◆ **Data shown**
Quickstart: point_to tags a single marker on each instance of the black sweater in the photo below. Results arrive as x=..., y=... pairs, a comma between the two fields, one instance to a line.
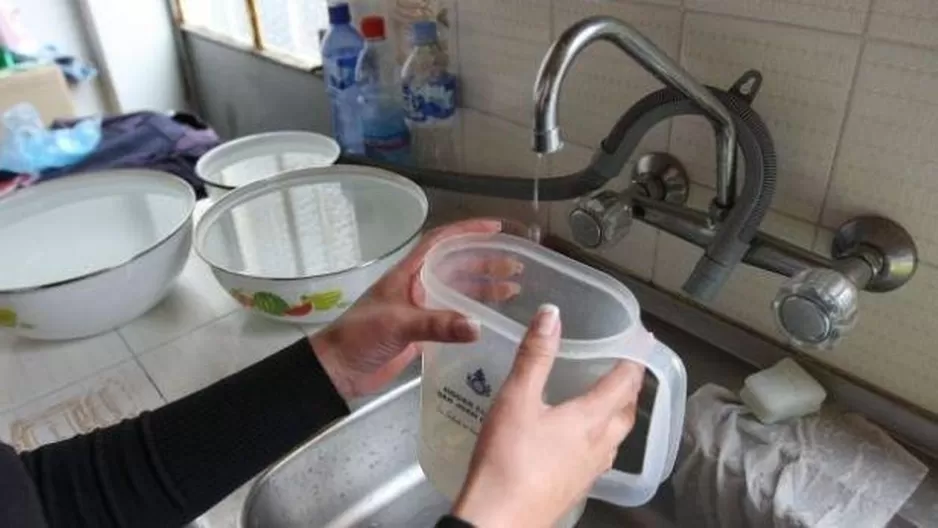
x=167, y=467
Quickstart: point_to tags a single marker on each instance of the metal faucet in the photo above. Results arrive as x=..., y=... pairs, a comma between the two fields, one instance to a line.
x=819, y=303
x=563, y=53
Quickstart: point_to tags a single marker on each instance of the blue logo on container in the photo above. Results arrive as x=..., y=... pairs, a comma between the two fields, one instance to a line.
x=478, y=383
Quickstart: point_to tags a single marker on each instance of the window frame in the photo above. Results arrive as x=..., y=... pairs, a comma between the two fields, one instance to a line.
x=255, y=47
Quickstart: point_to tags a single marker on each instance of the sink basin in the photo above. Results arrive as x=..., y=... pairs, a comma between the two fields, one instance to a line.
x=363, y=472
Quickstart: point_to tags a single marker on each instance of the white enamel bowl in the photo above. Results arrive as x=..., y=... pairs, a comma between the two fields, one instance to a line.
x=254, y=158
x=302, y=246
x=88, y=253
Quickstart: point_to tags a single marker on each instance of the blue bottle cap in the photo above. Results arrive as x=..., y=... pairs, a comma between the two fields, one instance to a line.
x=340, y=14
x=424, y=32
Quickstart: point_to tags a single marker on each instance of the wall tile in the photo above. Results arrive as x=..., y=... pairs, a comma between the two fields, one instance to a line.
x=803, y=99
x=498, y=147
x=604, y=82
x=526, y=20
x=29, y=369
x=101, y=400
x=748, y=295
x=215, y=351
x=888, y=161
x=498, y=74
x=845, y=15
x=912, y=21
x=893, y=344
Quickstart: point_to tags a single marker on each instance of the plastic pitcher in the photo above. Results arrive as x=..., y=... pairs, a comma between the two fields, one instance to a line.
x=601, y=325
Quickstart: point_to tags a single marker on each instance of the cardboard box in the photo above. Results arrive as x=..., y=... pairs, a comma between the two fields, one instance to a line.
x=43, y=86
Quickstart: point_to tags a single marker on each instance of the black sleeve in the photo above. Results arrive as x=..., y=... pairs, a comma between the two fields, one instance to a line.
x=167, y=467
x=452, y=522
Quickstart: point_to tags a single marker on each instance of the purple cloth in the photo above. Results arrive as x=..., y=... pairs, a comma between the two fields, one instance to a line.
x=147, y=140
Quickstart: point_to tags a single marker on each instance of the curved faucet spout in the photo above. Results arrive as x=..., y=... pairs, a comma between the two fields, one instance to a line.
x=563, y=53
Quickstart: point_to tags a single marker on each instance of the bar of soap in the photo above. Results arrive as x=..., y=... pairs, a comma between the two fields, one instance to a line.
x=782, y=392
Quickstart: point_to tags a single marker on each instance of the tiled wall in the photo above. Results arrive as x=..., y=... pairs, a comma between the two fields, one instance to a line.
x=850, y=95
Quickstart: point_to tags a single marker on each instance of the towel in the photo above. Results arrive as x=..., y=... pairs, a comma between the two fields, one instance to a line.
x=831, y=469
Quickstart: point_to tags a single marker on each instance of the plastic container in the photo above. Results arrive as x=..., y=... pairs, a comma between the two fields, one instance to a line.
x=341, y=48
x=386, y=135
x=601, y=325
x=430, y=100
x=254, y=158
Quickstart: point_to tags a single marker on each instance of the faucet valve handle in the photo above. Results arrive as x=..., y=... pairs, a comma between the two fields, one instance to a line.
x=601, y=219
x=816, y=308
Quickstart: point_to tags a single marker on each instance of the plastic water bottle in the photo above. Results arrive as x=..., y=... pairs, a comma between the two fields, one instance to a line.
x=430, y=100
x=340, y=51
x=387, y=137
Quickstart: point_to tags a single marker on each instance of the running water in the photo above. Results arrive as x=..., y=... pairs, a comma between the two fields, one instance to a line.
x=534, y=227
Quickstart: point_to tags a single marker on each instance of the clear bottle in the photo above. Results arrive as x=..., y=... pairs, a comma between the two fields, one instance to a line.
x=341, y=49
x=386, y=135
x=430, y=100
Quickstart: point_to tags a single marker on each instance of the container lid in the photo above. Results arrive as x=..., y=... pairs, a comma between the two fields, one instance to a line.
x=599, y=313
x=373, y=27
x=260, y=156
x=311, y=222
x=76, y=227
x=424, y=32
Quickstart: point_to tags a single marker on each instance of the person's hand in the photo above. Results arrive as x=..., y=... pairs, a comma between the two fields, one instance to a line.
x=534, y=463
x=375, y=340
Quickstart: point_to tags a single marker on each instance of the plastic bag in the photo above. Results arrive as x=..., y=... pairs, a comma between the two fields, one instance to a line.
x=29, y=147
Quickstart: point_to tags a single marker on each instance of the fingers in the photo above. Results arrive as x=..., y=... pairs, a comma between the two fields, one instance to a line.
x=440, y=326
x=537, y=352
x=616, y=390
x=414, y=260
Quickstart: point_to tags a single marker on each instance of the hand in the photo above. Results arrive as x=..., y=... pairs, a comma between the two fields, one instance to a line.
x=375, y=340
x=533, y=463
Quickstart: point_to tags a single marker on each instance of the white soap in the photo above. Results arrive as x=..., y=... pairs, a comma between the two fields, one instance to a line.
x=782, y=392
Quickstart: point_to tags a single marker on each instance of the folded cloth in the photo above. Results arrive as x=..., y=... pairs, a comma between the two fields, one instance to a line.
x=832, y=469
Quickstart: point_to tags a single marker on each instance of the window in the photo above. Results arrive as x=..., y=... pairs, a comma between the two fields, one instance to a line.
x=288, y=28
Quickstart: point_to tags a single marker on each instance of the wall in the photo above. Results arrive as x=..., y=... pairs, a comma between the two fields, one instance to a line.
x=849, y=96
x=240, y=93
x=60, y=23
x=137, y=50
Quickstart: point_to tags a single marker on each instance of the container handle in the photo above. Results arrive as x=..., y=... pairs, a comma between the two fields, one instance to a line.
x=664, y=434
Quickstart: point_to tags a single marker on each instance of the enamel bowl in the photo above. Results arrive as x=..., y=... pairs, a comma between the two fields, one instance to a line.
x=88, y=253
x=254, y=158
x=302, y=246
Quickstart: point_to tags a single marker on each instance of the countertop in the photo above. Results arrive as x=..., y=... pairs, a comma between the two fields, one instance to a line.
x=198, y=335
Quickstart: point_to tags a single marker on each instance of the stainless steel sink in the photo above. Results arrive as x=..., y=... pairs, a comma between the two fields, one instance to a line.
x=363, y=472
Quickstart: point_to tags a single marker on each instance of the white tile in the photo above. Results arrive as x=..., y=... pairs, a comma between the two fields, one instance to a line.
x=497, y=147
x=604, y=82
x=104, y=399
x=807, y=77
x=636, y=252
x=893, y=344
x=843, y=15
x=748, y=295
x=498, y=74
x=214, y=352
x=527, y=20
x=912, y=21
x=195, y=300
x=29, y=369
x=888, y=161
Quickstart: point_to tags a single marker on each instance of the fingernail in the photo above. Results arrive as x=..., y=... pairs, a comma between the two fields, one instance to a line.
x=548, y=317
x=468, y=329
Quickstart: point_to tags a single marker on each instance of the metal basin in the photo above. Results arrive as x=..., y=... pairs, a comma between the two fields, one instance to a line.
x=363, y=472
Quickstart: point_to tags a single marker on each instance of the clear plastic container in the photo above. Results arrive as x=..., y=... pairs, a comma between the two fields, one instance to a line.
x=601, y=325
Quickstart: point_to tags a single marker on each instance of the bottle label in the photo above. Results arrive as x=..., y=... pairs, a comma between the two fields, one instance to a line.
x=342, y=73
x=432, y=100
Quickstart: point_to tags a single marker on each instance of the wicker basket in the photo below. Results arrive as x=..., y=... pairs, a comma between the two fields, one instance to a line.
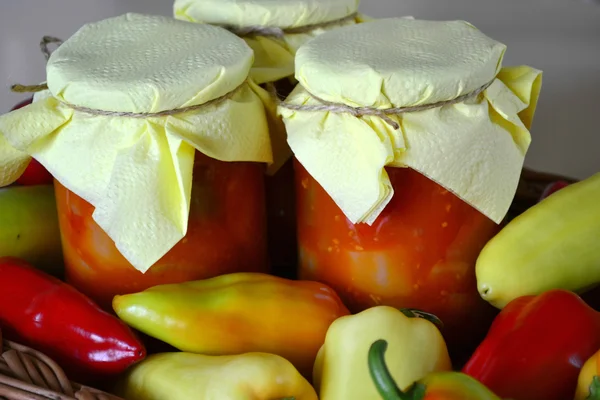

◆ **Exercise directions**
Give every line of the entries above as a JSON list of strings, one string per line, with blank lines omitted. Leave the pictures out of the list.

◆ **The result**
[
  "Quickstart: point_to tags a single marker on each instance of the black sweater in the photo below. Results arrive as x=..., y=... pairs, a comma between the two fields, one instance to a line.",
  "x=167, y=467",
  "Quickstart: point_to tags a single marker on each instance of the metal faucet in the photo above. Results arrive as x=..., y=... pairs, a comma between the two fields, one instance to a line.",
  "x=819, y=303",
  "x=563, y=53",
  "Quickstart: point_to tags a single marker on each instance of the blue logo on container in the photo above. Results arrive as x=..., y=... pairs, a comma between the two fields, one instance to a line.",
  "x=478, y=383",
  "Quickstart: point_to tags a single marker on each instance of the window frame in the photo above. Results arrive as x=..., y=... pairs, a comma between the two fields, one instance to a line.",
  "x=255, y=47",
  "Quickstart: point_to tags a single marker on each instance of the sink basin in the photo above. Results arrive as x=..., y=... pairs, a comma between the two fields, one instance to a line.",
  "x=363, y=472",
  "Quickstart: point_to tags a single marker on each instance of the white enamel bowl in the photo above. Results arrive as x=..., y=... pairs, a comma between the two fields, one instance to a line.",
  "x=254, y=158",
  "x=302, y=246",
  "x=88, y=253",
  "Quickstart: point_to tags a single marker on each instance of the blue bottle cap in the photo above. Results arrive as x=..., y=... pairs, a comma between the two fields, one instance to a line.",
  "x=340, y=14",
  "x=424, y=32",
  "Quickstart: point_to tags a single marker on each instance of the wall tile in the photo above. Results arrive as x=..., y=... pairs, a comma between the two fields, one instance to a line.",
  "x=803, y=99",
  "x=498, y=147",
  "x=604, y=82",
  "x=526, y=20",
  "x=29, y=369",
  "x=101, y=400",
  "x=748, y=295",
  "x=215, y=351",
  "x=888, y=161",
  "x=498, y=74",
  "x=845, y=15",
  "x=912, y=21",
  "x=893, y=344",
  "Quickstart: point_to tags a single marker on each instance of the plastic pitcher in the photo above. Results arrive as x=..., y=... pairs, a comma between the two fields, one instance to a line.",
  "x=601, y=325",
  "Quickstart: point_to tags a single marker on each instance of the cardboard box in the photo above. Results arrive as x=..., y=... pairs, a comma between the two fields, one instance to a line.",
  "x=43, y=86",
  "Quickstart: point_to tags a single marker on each instance of the black sleeve in the photo above. Results arrive as x=..., y=... pairs, a comma between the two fields, one instance to a line.",
  "x=167, y=467",
  "x=452, y=522",
  "Quickstart: point_to tags a single marker on each instance of the purple cloth in the photo above. Results arrive as x=..., y=... pairs, a comma between the two fields, one instance to a line.",
  "x=147, y=140",
  "Quickstart: point_to tags a single marker on each instance of the curved faucet spout in the photo above. Results arrive as x=..., y=... pairs, a comma between the two fields, one instance to a line.",
  "x=563, y=53",
  "Quickstart: point_to tags a single marker on each instance of the bar of soap in the photo above. Results arrive as x=..., y=... pairs, a comma between the two fields, one instance to a line.",
  "x=782, y=392",
  "Quickstart: point_to tags a single marker on each instance of the tiled wall in the photo above. Results arrive as x=..., y=... pairs, a comma between the two fields, one instance to a line.",
  "x=850, y=95",
  "Quickstart: point_to tags a single marker on each instance of the towel in the photo above. Results arrive as x=..., y=... pairs, a comma between the two fields, one instance to a line.",
  "x=831, y=469",
  "Quickstart: point_to tags a single marker on each instance of the plastic container in the photo above. Results arrive as x=..., y=... pairs, a comma between the two fields, one instance to a line.",
  "x=341, y=48",
  "x=386, y=135",
  "x=601, y=325",
  "x=430, y=100",
  "x=254, y=158",
  "Quickstart: point_to tags a single marker on each instance of the faucet valve handle in the photo above. Results arrive as x=..., y=... pairs, a comma between the two fields, one instance to a line.",
  "x=601, y=219",
  "x=816, y=308",
  "Quickstart: point_to tags a single marker on each instance of the plastic water bottle in the photo above. Results arrive as x=..., y=... pairs, a comma between the two fields, one instance to a line.",
  "x=430, y=100",
  "x=340, y=51",
  "x=387, y=137",
  "Quickstart: point_to tags a single marker on each instance of the running water in the photo above. Results arrive as x=..., y=... pairs, a comma between the two fields, one instance to a line.",
  "x=534, y=227",
  "Quickstart: point_to tags a single marker on each instance of the clear bottle in the photo above. Results arrive as x=..., y=... pairs, a comma between the two fields, one instance to a line.",
  "x=341, y=49",
  "x=386, y=135",
  "x=430, y=100",
  "Quickstart: point_to tags a single marker on each instance of the container lid in the photo above. Results arrive as x=..., y=... pairs, a comma between the two fields, one instance to a line.",
  "x=599, y=313",
  "x=373, y=27",
  "x=260, y=156",
  "x=311, y=222",
  "x=76, y=227",
  "x=424, y=32",
  "Quickstart: point_to tags a single marker on each instance of the person's hand in the photo above. Results arrive as x=..., y=... pairs, a comma between the two fields, one instance to a line.",
  "x=534, y=463",
  "x=375, y=340",
  "Quickstart: point_to tags a single marker on each instance of the plastic bag in the photo above. Results arrive as x=..., y=... pairs, a comma between the two fields, one instance to a line.",
  "x=29, y=147",
  "Quickstart: point_to tags a single marker on each instance of the fingers in the photo above. Results arrive as x=..., y=... pairs, a comma between the two fields, one instance to a line.",
  "x=440, y=326",
  "x=537, y=352",
  "x=616, y=390",
  "x=414, y=260",
  "Quickstart: point_to tags a single marker on each instance of the hand in the photo above. Results arrive as x=..., y=... pairs, a comma between the two fields, one instance to a line.",
  "x=375, y=340",
  "x=533, y=463",
  "Quickstart: point_to tags a single marker on each instance of the white soap in the photo above. Results arrive as x=..., y=... pairs, a comma between the two fields, one instance to a line.",
  "x=782, y=392",
  "Quickstart: point_to tags a single marker on each instance of the folded cloth in the photo above. Results arrive as x=..., y=... pairs, a comma between the two fields, one instance to a line.",
  "x=832, y=469",
  "Quickstart: point_to tags a single marker on each instance of the window in the photo above. Results arrive as x=..., y=... pairs, a comma between the two fields, one instance to a line.",
  "x=288, y=28",
  "Quickstart: point_to tags a single marker on each instance of the wall in the photo above. Results arrive as x=..., y=... pairs, a comma between the two fields, one instance to a line.",
  "x=849, y=96",
  "x=240, y=93",
  "x=60, y=23",
  "x=137, y=50",
  "Quickstart: point_to tags a single marker on each instance of the container handle in the photo above. Results arrive as x=..., y=... pairs, a comma between the two fields, one instance to a line.",
  "x=664, y=434",
  "Quickstart: point_to tags a single marker on each instance of the enamel bowl in the photo above. Results arrive as x=..., y=... pairs, a comma between the two fields, one instance to a line.",
  "x=88, y=253",
  "x=254, y=158",
  "x=302, y=246",
  "Quickstart: point_to tags a single marker on each instance of the countertop in the photo above. Results arrive as x=..., y=... pairs, a comma between the two fields, one instance to a line.",
  "x=198, y=335",
  "Quickstart: point_to tags a single marker on each instance of the stainless steel sink in the photo above. Results arrive as x=..., y=... pairs, a comma between the two fields, one instance to a line.",
  "x=363, y=472",
  "Quickstart: point_to tags a single marker on each instance of the white tile in the photo above. Results arrive as x=..., y=... pairs, a comma between the two fields, one instance to a line.",
  "x=497, y=147",
  "x=604, y=82",
  "x=104, y=399",
  "x=807, y=77",
  "x=636, y=252",
  "x=893, y=344",
  "x=843, y=15",
  "x=748, y=295",
  "x=498, y=74",
  "x=214, y=352",
  "x=527, y=20",
  "x=912, y=21",
  "x=195, y=300",
  "x=29, y=369",
  "x=888, y=161",
  "Quickstart: point_to tags a single marker on each instance of the fingernail in the photo above. Results arrive as x=..., y=... pairs, a comma between the two fields, one instance to a line.",
  "x=548, y=317",
  "x=468, y=329",
  "Quickstart: point_to tags a single marker on each instance of the metal basin in the photo above. Results arrive as x=..., y=... pairs, a comma between the two fields, one instance to a line.",
  "x=363, y=472",
  "Quickstart: point_to tags a single marker on each instance of the clear plastic container in the photo above. Results arrive as x=..., y=... pairs, a comma between the two fields, one instance to a line.",
  "x=601, y=325",
  "Quickstart: point_to tags a single marker on each instance of the bottle label in the photo above. Results arrive as x=..., y=... pairs, a comma between the two fields, one instance to a line.",
  "x=342, y=73",
  "x=432, y=100",
  "Quickstart: point_to tags a single marker on each instance of the wicker basket in the photo below. Results arrive as x=..., y=... pairs, a comma between the two fields, one instance to a line."
]